Work item: Repeat the entries below exactly as they appear, with no pictures.

Saved entries:
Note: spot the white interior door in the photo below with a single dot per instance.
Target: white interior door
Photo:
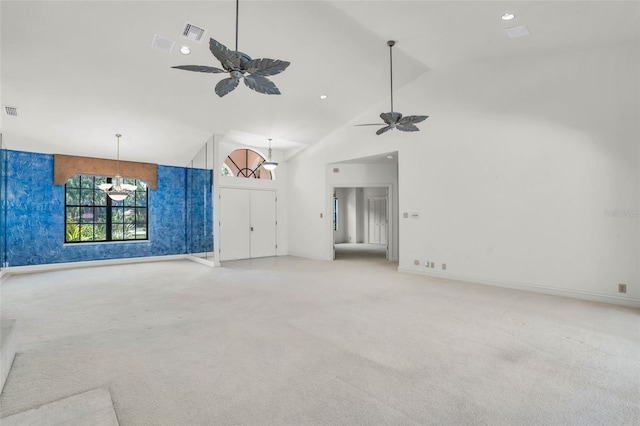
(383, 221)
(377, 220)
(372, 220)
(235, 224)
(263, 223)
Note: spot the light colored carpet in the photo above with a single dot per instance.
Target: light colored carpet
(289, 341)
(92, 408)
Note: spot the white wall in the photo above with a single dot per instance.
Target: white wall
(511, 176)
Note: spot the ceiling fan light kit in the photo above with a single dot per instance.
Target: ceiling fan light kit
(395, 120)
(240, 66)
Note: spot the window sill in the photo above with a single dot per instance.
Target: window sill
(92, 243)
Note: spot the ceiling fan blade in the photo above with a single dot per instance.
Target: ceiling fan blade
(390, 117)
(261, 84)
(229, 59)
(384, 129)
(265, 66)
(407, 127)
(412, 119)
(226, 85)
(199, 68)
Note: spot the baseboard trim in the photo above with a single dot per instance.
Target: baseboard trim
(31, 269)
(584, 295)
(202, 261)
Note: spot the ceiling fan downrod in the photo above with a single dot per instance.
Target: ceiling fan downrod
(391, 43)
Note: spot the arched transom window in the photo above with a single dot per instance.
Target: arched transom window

Reply to the exercise:
Note: spot the white interior door in the photo below with a single dot per instance.
Target: white interior door
Photo:
(383, 221)
(377, 220)
(372, 220)
(235, 224)
(263, 223)
Note: spot the light colored carpet in the photo above with a single dot per instance.
Target: light colored carpet
(289, 341)
(92, 408)
Note: spot the white wall in the photo above with a single dot per instance.
Target: white wall
(511, 176)
Note: spot the ceiling fan light kit in the photo above with a single dot per instance.
Target: ceiling fan light kit
(395, 120)
(240, 66)
Note: spot the window sill in the photo above with a single dot per instance.
Target: window sill
(92, 243)
Note: spot the ceiling fan blade in the photo above with a single dot per instance.
Target: ceiling fan blade
(390, 117)
(261, 84)
(229, 59)
(384, 129)
(265, 66)
(407, 127)
(412, 119)
(226, 85)
(199, 68)
Note: spot the baseboard trim in the photo above with a single dot per instance.
Target: baseboard trim
(31, 269)
(584, 295)
(202, 261)
Note: spot the ceiling fan downrod in the photo above with a single dot per instance.
Target: ceiling fan downrod
(391, 43)
Note: spot the arched transom window in the photo above with a single dot per instance.
Target: arched transom window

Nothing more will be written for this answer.